-- Start Entries supplied --

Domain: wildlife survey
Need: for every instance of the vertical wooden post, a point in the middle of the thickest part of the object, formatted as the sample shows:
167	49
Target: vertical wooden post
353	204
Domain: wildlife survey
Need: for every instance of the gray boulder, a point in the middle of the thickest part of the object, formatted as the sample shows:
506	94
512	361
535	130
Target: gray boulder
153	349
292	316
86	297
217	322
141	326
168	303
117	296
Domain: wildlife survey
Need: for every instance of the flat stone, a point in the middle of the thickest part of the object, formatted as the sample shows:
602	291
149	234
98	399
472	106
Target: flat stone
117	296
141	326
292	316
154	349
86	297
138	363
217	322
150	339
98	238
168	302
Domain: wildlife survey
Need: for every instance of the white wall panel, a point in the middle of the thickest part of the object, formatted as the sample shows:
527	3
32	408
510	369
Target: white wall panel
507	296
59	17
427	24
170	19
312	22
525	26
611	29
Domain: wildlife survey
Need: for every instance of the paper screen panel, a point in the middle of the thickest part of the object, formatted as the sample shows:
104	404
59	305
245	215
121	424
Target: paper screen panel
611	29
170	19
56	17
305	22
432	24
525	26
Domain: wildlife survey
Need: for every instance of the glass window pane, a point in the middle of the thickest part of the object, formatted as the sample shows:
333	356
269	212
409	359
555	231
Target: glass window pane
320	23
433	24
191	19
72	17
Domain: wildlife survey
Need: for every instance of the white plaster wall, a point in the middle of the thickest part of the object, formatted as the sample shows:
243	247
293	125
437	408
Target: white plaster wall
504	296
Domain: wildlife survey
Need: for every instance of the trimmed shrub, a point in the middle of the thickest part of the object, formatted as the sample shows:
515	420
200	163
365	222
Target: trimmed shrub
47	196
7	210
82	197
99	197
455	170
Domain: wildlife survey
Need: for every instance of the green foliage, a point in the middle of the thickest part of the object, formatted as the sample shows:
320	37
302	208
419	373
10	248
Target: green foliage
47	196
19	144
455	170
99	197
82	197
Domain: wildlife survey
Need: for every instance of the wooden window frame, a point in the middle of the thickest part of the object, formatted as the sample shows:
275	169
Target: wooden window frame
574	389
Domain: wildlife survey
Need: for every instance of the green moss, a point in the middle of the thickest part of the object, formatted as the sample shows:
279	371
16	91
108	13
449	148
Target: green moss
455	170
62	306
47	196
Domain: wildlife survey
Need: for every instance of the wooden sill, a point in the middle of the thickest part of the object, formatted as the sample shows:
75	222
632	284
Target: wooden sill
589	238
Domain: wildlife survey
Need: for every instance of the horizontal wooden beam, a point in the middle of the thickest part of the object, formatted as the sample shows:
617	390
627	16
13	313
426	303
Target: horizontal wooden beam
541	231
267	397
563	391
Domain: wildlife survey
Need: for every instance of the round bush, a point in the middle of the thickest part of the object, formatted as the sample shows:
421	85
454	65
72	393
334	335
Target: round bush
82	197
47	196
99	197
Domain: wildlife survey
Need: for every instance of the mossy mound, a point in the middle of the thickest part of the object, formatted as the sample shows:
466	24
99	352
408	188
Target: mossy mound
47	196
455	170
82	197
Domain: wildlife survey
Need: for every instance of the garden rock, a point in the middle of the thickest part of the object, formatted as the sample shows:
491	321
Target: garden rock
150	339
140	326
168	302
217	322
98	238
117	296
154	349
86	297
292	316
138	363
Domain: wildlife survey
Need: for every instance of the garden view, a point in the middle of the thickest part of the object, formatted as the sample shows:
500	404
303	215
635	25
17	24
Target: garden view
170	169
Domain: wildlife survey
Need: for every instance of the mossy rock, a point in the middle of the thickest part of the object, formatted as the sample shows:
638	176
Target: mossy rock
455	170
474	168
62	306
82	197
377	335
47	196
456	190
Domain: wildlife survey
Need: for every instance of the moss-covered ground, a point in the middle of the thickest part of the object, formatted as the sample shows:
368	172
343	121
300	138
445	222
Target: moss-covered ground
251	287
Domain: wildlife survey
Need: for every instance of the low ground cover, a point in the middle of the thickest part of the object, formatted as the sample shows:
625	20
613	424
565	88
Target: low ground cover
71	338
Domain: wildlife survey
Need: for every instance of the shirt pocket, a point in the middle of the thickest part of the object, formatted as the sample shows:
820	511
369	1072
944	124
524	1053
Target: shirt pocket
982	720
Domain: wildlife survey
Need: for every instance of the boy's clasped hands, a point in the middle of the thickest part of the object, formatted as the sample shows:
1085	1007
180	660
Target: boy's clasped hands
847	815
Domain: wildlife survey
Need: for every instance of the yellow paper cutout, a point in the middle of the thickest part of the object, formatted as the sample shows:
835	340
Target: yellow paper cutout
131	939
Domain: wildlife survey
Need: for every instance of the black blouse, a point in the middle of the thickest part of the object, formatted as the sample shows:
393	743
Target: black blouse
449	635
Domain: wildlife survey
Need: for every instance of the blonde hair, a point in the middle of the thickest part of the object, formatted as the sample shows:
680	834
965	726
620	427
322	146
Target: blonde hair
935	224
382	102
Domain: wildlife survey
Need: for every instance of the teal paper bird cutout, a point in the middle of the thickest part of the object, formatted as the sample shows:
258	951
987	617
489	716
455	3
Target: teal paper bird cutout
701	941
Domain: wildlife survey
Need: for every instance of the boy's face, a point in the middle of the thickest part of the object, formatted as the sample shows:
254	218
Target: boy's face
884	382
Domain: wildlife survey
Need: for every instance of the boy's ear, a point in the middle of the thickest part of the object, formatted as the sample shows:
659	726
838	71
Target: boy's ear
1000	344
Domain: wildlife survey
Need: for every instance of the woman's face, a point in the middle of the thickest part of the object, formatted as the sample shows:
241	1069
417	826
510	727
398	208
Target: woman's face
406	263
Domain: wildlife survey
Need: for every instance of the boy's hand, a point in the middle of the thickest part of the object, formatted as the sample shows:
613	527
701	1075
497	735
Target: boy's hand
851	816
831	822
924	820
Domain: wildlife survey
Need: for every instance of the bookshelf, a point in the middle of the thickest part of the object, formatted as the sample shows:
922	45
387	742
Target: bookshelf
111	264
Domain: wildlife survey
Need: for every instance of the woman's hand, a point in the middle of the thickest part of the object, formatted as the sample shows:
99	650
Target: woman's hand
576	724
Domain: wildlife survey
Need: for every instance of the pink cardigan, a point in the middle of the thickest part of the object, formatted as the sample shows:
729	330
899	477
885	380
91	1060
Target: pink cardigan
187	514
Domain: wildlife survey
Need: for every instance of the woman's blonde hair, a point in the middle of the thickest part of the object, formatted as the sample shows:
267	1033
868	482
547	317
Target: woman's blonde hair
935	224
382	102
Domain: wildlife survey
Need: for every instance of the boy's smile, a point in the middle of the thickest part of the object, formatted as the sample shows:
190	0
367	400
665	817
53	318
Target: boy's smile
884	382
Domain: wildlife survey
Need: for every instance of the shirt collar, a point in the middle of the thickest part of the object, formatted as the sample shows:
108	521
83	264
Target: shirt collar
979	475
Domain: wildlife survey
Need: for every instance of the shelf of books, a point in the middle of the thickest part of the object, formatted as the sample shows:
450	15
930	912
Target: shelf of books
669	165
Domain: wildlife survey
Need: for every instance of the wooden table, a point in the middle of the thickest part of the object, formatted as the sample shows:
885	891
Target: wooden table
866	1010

-- End Entries supplied --

Pull out each line of the records above that contains the string "stone", treating uppercase and lowercase as different.

Need: for every instance of the flat stone, a point in the middle of the thickest part of the object, formatted as the sample shows:
Target: flat stone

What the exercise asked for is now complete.